◆ **Document excerpt**
-=-=-=-=-

1963 was a banner year for The ‘Burnian. For the first time, it was published weekly! Editor Herm Haase coordinated all creative work, while news editor Bert Gehring covered the latest campus events. Jim Mattern was sports editor and Pat Dupuis was copy editor when I joined the fourth estate as feature editor, which (believe it or not) included original poetry. Much of our work was literal scissor editing. We’d print articles and then cut them (yes, with scissors) to fit available space on a page, and then paste them with glue which really smelled good. (Nobody ever sniffs a laptop.) Our faculty adviser was Max Schroeck, who seldom advised us since his M.A. from Johns Hopkins was in German and The ‘Burnian was in English.

The college brand in 1963 wasn’t “Learn, Work, Earn.” It was “Work, Study, Play,” and we all worked 15 hours a week. Many coeds were uniformed waitresses at supper in Allison dining hall. (Breakfast and lunch were served cafeteria style.) Lots of guys worked in construction since the basement and the first floor of Ludlum Hall were almost finished. I’m not sure how work managers are titled today, but in 1963 we had a Janitress Head, a Janitor Head, a Firing Head who kept the coal-fired heating plant running all winter, a Kitchen Head, a Dining Hall Head, a Laundry Head and a Desk Head to assign plum office jobs. The campus was so small that the new Olin science building was on the far edge. There was nothing beyond Stoddard except Taggert’s Woods (don’t ask). Graham was for upperclassMEN and still smelled new. But I digress.
Since our college motto included “Study,” many hours were spent combing through card catalogs in the library under Clegg Chapel. Instead of iPhones, iPads and iMacs, we had high-tech devices called IBM Selectric, Smith-Corona, Remington and Olivetti (typewriters). Assignments were accepted in cursive handwriting, but typing made them easier to read and was preferred. Our devices all had QWERTY keyboards, plus a carriage return bell.

-=-=-=-=-

◆ **Task requirements**
Revise the stretch from "Since our college" through "carriage return bell." in the passage on 1963 college life, replacing "cursive handwriting" with "block printing".

◆ **Source data**
-=-=-=-=-

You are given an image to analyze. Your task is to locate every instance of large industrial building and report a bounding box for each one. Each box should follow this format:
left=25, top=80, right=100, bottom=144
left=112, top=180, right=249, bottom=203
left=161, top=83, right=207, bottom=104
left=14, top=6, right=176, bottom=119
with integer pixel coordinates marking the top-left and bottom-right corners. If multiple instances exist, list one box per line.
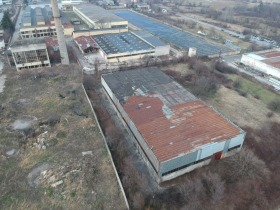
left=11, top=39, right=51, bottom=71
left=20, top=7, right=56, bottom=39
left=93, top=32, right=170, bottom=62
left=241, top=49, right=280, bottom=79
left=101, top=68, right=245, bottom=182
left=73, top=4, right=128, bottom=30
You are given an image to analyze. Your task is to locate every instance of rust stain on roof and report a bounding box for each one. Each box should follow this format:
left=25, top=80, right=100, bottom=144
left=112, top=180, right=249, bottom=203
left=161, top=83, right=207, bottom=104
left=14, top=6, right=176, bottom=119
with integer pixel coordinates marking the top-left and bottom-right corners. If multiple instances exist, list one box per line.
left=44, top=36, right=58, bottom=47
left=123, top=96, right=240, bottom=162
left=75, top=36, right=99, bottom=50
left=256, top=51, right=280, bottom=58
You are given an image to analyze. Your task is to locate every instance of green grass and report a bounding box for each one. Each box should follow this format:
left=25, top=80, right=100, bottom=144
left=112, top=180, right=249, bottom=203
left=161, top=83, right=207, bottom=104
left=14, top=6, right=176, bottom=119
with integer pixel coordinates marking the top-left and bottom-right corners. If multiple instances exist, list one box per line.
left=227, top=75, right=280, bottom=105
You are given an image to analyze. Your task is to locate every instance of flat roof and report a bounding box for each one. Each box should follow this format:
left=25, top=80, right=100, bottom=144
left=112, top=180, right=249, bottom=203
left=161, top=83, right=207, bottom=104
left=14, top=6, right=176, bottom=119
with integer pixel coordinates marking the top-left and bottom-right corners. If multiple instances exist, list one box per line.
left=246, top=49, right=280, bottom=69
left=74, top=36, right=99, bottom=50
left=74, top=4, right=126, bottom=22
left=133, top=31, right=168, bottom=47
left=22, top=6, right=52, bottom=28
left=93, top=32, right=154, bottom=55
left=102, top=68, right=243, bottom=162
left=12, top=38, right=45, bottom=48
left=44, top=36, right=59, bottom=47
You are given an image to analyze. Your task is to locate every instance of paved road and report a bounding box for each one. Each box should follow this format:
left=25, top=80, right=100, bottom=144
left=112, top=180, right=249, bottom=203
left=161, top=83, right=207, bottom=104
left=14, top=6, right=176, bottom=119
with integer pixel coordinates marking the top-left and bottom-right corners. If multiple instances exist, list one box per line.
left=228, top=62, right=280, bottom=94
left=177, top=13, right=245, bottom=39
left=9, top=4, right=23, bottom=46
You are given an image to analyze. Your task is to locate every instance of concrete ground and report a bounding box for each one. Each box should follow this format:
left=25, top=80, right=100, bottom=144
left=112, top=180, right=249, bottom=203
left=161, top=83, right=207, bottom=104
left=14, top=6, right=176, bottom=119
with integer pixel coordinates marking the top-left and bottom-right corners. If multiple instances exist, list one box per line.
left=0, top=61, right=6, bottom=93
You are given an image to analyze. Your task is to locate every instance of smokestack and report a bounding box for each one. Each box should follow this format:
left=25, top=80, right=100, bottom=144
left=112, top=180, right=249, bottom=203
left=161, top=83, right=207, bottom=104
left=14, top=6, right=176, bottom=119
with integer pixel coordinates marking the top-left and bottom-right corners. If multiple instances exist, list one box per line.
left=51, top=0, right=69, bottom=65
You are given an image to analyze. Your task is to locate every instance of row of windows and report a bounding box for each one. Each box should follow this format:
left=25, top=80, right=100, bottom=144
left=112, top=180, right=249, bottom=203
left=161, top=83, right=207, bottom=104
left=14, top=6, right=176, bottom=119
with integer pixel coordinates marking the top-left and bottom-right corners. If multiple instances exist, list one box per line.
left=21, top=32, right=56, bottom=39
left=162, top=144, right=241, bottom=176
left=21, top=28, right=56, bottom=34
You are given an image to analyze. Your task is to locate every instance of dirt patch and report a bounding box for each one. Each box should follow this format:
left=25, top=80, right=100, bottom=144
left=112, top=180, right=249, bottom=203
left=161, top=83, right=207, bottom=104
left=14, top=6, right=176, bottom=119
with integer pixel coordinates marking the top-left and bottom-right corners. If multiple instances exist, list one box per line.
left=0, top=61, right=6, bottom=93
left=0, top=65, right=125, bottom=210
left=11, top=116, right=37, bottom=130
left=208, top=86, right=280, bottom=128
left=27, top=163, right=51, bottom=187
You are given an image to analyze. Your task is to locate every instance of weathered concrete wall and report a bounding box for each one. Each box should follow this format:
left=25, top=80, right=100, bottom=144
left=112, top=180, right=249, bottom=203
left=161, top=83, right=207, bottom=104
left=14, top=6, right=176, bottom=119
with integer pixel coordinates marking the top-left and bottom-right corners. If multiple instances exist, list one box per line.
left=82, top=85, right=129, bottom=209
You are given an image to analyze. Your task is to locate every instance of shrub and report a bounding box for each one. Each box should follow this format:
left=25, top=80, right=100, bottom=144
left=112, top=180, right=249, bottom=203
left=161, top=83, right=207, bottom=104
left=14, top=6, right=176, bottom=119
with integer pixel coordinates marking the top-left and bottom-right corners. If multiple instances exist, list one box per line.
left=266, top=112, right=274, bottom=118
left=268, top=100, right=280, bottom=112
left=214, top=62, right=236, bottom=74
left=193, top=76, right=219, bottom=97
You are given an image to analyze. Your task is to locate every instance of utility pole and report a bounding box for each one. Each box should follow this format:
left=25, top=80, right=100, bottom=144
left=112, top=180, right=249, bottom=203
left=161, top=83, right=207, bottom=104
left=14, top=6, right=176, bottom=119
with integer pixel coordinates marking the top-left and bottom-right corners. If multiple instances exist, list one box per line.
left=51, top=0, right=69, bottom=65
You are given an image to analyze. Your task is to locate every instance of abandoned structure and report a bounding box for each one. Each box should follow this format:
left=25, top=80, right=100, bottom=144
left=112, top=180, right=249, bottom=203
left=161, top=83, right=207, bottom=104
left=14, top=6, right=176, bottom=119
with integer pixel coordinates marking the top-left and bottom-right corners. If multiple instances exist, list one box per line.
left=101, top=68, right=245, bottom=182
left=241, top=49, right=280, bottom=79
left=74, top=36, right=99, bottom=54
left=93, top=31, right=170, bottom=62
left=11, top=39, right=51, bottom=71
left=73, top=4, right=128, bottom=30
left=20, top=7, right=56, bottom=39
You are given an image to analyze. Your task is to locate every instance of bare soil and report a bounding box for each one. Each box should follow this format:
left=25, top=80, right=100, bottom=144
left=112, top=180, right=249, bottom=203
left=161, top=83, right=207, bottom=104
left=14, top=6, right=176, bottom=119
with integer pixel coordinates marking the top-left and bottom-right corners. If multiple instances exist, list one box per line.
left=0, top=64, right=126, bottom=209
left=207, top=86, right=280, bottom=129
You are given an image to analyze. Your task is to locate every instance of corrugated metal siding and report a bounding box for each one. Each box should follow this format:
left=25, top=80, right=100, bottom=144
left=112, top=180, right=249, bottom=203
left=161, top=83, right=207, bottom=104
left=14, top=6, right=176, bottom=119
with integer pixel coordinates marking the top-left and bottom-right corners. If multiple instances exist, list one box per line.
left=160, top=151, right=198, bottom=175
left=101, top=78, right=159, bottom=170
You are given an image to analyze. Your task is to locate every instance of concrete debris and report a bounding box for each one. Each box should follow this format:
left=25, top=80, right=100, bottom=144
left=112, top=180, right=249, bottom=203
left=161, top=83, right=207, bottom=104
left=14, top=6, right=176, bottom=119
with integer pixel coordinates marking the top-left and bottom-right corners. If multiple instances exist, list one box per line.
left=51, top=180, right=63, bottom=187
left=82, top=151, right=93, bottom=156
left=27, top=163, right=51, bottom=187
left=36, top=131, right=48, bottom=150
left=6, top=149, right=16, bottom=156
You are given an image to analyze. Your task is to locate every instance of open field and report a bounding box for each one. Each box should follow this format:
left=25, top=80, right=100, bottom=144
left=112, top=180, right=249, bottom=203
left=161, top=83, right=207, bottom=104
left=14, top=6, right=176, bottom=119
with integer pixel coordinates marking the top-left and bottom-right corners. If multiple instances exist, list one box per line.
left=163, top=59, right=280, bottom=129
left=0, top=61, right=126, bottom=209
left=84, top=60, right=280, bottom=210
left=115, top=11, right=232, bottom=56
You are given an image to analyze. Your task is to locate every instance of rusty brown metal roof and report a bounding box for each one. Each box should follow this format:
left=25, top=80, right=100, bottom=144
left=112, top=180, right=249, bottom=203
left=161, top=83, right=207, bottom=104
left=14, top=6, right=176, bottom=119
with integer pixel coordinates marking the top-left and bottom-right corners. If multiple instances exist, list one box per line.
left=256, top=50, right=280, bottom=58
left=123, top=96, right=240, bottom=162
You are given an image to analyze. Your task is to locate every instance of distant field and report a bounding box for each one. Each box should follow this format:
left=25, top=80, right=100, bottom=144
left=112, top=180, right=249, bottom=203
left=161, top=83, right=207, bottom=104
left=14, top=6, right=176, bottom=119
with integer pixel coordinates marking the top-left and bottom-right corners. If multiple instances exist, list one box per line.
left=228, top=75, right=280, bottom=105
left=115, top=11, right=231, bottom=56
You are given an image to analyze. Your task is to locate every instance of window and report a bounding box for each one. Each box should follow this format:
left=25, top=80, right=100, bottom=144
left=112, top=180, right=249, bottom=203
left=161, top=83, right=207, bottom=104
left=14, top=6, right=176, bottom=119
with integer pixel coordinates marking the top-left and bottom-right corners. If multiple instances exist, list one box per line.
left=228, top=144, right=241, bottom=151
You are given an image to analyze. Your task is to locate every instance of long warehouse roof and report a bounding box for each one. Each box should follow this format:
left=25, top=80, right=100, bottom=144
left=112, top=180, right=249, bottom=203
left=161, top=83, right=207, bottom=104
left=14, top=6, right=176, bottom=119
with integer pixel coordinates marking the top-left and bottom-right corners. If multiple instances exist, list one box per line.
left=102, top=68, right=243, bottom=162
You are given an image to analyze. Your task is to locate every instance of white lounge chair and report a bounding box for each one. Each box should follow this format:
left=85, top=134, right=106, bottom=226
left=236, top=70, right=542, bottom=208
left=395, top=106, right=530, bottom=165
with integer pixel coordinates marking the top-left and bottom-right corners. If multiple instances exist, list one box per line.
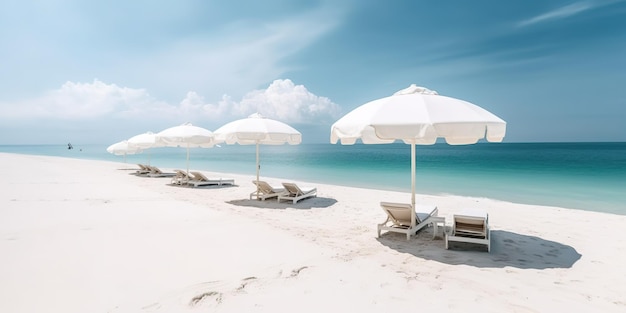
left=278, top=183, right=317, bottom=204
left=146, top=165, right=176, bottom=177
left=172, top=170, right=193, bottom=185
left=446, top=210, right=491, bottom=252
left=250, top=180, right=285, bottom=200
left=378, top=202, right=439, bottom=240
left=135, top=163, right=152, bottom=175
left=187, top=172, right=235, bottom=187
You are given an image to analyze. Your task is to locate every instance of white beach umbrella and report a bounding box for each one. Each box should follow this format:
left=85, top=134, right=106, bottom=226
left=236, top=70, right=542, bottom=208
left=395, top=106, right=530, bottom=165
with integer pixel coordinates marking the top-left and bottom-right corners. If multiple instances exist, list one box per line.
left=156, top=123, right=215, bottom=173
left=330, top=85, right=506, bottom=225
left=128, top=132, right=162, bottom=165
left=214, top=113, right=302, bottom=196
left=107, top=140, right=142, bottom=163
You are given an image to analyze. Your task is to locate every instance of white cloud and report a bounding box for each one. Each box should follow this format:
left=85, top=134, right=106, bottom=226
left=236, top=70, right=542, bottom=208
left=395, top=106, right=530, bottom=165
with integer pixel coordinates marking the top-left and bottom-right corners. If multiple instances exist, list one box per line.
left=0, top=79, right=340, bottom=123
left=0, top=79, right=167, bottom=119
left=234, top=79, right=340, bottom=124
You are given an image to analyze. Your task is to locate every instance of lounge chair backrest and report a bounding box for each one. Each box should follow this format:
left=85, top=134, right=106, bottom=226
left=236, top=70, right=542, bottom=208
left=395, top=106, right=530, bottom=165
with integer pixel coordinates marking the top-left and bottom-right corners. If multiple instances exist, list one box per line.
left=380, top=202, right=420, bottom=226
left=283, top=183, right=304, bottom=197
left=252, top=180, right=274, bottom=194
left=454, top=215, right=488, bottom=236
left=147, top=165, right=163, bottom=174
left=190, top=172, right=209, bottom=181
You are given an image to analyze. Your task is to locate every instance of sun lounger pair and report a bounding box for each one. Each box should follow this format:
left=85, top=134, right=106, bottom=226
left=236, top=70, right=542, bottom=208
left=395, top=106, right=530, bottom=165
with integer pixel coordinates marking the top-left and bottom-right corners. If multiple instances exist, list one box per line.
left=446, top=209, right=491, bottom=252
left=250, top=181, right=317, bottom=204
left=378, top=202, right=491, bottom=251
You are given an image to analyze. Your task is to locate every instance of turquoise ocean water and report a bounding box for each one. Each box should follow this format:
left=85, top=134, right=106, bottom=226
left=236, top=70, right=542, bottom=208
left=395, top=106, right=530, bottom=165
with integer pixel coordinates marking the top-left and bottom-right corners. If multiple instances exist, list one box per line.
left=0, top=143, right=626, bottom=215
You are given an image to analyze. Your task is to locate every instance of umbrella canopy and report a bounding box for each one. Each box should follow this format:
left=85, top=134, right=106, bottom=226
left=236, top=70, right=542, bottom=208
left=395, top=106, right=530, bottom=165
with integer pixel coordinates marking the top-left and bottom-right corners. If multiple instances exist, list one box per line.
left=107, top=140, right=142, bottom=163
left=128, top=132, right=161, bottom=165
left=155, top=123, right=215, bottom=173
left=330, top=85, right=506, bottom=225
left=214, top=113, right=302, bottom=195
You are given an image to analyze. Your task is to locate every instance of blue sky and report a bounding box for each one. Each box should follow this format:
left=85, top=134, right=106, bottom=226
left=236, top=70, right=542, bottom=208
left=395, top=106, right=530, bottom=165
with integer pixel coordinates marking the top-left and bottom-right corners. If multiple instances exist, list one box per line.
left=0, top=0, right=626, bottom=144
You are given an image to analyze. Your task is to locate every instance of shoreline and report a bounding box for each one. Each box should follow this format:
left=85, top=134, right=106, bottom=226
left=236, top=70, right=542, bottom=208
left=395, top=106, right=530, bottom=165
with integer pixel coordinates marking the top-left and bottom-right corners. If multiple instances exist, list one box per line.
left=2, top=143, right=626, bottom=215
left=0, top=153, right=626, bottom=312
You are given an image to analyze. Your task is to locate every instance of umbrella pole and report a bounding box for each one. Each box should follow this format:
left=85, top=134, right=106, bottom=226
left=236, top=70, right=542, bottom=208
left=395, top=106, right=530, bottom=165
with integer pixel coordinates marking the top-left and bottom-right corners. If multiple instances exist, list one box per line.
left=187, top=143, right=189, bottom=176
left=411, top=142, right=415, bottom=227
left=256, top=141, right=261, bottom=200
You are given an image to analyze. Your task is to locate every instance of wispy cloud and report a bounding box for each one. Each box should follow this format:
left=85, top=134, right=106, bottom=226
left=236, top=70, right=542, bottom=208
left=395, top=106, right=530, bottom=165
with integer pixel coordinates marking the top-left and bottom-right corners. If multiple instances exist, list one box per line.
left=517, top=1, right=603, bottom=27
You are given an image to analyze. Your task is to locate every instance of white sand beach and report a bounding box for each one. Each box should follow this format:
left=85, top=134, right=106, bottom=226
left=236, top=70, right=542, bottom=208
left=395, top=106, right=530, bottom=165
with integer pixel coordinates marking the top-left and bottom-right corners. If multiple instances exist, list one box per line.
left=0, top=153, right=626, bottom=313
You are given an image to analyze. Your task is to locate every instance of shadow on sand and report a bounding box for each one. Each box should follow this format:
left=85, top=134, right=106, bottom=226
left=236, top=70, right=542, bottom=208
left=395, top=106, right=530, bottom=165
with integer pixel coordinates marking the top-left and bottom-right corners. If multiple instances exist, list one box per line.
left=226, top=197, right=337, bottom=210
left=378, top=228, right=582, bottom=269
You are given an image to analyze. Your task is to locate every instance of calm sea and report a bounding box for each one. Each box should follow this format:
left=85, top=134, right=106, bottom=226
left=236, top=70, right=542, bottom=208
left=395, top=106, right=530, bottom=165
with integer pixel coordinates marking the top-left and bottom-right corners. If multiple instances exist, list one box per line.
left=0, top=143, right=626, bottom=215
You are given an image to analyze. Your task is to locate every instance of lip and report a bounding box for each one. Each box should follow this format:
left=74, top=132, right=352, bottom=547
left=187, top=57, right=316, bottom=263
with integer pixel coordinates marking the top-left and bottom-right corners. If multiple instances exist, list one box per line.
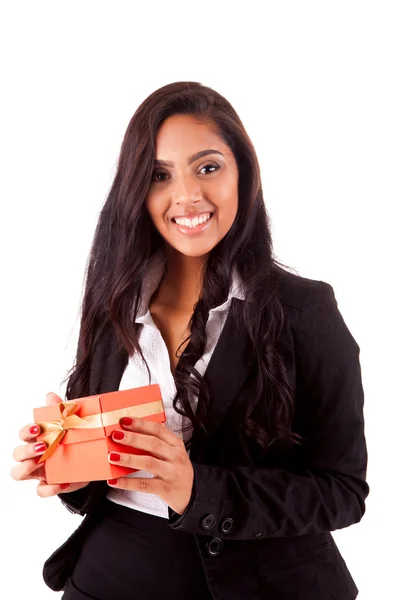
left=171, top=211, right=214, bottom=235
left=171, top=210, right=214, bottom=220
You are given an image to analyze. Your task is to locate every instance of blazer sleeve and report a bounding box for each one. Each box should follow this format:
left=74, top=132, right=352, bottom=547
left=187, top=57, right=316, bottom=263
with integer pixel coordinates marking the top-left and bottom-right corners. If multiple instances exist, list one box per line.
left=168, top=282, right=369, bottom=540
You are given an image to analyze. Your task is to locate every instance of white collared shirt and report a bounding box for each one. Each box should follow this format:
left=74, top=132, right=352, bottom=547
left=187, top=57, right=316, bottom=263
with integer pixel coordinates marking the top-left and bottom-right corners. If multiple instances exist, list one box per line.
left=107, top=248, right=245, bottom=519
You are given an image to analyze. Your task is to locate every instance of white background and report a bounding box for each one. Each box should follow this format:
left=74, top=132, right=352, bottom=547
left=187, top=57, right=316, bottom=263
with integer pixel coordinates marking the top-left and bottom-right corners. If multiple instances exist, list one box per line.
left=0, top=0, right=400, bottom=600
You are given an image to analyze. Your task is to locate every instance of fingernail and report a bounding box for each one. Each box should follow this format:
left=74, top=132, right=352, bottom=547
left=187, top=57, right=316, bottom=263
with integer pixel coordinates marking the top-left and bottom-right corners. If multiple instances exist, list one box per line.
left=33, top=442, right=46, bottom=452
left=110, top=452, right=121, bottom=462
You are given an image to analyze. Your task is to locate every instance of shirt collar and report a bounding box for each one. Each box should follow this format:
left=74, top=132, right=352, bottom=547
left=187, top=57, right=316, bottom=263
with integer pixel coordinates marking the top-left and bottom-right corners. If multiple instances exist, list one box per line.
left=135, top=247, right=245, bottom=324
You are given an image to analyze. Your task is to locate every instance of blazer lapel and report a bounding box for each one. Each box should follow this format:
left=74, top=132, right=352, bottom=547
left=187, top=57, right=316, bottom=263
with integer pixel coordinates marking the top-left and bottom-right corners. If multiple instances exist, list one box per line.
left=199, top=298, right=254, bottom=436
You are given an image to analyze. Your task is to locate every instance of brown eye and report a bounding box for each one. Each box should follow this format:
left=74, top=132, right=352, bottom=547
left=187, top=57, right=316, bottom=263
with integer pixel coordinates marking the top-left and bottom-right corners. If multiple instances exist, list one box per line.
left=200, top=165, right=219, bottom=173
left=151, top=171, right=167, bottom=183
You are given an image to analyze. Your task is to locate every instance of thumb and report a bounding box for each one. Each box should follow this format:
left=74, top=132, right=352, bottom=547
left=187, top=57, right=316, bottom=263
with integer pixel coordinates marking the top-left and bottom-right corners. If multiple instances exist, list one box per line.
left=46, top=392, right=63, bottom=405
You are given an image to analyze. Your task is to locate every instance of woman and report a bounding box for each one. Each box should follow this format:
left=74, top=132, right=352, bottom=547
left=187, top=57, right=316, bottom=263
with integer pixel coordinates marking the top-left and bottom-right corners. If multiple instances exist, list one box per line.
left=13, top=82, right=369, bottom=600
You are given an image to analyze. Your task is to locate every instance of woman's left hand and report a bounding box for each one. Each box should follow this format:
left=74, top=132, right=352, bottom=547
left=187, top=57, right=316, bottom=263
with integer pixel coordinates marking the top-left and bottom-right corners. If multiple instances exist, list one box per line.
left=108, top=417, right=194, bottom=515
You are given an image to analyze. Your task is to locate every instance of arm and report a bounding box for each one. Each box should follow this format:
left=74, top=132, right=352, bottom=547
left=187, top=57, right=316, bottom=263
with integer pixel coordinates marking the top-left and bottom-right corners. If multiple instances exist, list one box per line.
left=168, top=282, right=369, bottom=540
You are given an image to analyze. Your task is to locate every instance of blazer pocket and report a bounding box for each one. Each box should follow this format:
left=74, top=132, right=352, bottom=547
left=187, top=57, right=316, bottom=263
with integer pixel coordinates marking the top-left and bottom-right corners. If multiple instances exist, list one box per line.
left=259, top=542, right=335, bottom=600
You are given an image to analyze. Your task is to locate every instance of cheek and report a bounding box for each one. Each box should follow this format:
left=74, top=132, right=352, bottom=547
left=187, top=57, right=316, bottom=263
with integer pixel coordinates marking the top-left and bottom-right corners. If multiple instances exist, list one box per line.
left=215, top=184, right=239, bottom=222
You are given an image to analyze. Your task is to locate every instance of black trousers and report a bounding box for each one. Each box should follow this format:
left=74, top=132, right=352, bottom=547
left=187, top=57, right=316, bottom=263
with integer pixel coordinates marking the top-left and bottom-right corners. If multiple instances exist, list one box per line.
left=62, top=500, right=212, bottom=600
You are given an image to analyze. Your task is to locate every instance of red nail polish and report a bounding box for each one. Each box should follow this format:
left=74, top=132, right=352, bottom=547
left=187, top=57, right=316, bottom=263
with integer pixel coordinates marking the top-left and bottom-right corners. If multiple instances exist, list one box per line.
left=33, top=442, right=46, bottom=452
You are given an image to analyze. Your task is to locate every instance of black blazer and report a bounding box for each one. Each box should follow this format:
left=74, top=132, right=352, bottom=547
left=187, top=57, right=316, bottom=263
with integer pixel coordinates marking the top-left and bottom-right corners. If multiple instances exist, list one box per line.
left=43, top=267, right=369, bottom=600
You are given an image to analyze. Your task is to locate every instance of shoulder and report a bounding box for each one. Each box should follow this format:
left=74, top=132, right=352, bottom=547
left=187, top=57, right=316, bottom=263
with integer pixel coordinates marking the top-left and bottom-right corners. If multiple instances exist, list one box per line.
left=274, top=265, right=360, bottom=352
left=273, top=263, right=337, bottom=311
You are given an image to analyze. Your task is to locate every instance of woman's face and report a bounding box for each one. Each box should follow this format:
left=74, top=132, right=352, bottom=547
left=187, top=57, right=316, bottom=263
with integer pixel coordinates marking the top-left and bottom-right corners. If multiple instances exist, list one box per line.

-=-=-=-=-

◆ **Finished task**
Since our college motto included “Study,” many hours were spent combing through card catalogs in the library under Clegg Chapel. Instead of iPhones, iPads and iMacs, we had high-tech devices called IBM Selectric, Smith-Corona, Remington and Olivetti (typewriters). Assignments were accepted in block printing, but typing made them easier to read and was preferred. Our devices all had QWERTY keyboards, plus a carriage return bell.